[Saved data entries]
== == ==
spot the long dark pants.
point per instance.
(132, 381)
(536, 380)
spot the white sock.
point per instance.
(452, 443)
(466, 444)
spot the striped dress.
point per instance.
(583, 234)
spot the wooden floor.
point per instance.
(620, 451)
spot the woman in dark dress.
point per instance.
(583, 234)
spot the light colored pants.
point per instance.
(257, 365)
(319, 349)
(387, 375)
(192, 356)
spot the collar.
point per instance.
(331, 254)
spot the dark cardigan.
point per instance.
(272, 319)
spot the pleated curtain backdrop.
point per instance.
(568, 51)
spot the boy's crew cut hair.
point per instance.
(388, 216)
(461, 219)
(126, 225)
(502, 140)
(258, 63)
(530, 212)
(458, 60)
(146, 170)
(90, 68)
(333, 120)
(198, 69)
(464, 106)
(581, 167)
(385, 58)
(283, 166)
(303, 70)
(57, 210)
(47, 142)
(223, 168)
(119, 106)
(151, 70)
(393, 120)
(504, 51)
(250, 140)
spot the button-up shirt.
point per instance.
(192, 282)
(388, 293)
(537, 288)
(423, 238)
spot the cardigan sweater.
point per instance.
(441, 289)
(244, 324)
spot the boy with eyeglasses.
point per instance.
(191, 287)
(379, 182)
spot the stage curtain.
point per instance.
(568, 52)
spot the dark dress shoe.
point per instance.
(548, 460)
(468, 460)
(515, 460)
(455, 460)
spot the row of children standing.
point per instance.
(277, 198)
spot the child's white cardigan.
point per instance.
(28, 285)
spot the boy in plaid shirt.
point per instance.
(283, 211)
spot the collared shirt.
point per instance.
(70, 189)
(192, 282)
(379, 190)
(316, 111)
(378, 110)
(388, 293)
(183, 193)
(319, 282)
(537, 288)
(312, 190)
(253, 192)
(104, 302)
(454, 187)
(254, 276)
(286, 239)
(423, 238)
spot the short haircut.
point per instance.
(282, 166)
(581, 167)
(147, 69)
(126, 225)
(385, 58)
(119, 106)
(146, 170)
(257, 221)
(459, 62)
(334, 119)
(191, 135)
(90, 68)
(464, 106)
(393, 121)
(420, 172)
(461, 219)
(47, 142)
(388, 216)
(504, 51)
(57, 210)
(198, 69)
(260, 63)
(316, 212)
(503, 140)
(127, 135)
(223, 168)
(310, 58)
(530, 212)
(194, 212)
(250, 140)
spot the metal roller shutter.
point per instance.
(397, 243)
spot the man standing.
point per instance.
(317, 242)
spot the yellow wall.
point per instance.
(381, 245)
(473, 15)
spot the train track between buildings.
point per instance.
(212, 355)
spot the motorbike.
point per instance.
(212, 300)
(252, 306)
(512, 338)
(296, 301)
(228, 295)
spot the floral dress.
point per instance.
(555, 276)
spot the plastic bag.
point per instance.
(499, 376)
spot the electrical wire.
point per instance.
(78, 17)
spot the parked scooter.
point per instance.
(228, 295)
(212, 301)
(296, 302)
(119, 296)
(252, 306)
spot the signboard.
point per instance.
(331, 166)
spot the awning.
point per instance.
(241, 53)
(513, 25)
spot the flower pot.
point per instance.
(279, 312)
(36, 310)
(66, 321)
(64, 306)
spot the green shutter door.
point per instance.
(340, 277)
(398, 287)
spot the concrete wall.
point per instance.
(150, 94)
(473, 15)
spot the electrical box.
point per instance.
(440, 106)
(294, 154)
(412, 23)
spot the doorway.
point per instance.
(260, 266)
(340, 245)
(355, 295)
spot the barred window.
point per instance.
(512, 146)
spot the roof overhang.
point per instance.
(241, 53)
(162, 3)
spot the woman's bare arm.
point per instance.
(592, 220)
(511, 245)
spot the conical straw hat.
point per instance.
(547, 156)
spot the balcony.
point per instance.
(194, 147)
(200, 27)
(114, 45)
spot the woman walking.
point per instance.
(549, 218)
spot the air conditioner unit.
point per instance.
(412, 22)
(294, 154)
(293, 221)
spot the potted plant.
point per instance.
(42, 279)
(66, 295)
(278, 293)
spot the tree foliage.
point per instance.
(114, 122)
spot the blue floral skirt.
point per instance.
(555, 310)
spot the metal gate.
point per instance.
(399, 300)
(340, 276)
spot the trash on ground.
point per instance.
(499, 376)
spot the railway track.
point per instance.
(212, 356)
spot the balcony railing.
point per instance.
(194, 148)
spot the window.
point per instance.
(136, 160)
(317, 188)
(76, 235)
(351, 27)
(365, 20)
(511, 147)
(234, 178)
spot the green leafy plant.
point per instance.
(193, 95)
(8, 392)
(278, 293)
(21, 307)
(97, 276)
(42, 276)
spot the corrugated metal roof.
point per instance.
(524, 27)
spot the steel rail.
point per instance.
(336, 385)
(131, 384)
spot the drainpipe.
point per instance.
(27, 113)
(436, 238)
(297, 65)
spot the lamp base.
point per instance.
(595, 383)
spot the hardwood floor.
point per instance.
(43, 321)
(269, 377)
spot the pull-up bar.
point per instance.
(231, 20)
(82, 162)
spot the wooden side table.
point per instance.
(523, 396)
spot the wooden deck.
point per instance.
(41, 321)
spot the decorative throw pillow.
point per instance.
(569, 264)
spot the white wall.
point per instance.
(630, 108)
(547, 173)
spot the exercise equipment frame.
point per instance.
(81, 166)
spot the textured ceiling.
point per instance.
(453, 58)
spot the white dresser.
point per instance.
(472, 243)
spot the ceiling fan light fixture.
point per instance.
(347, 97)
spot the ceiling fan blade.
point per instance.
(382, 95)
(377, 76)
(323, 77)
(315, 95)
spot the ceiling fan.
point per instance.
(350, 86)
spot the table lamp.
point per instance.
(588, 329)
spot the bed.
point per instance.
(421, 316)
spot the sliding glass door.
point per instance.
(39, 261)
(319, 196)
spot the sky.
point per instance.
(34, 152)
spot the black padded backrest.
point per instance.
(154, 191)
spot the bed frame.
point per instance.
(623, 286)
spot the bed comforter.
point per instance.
== == ==
*Short exercise*.
Copy the rows word for word, beginning with the line that contains "spot the ceiling fan blade." and continuing through the final line of the rows.

*Result below*.
spot the ceiling fan blade.
point per instance.
(382, 95)
(377, 76)
(323, 77)
(315, 95)
spot the ceiling fan.
point per instance.
(350, 86)
spot the table lamp.
point per instance.
(588, 329)
spot the bed.
point per instance.
(421, 316)
spot the sliding glass door.
point per instance.
(39, 261)
(319, 196)
spot the sky.
point per instance.
(34, 152)
spot the black padded backrest.
point per instance.
(154, 191)
spot the bed frame.
point per instance.
(623, 286)
spot the bed comforter.
point per instance.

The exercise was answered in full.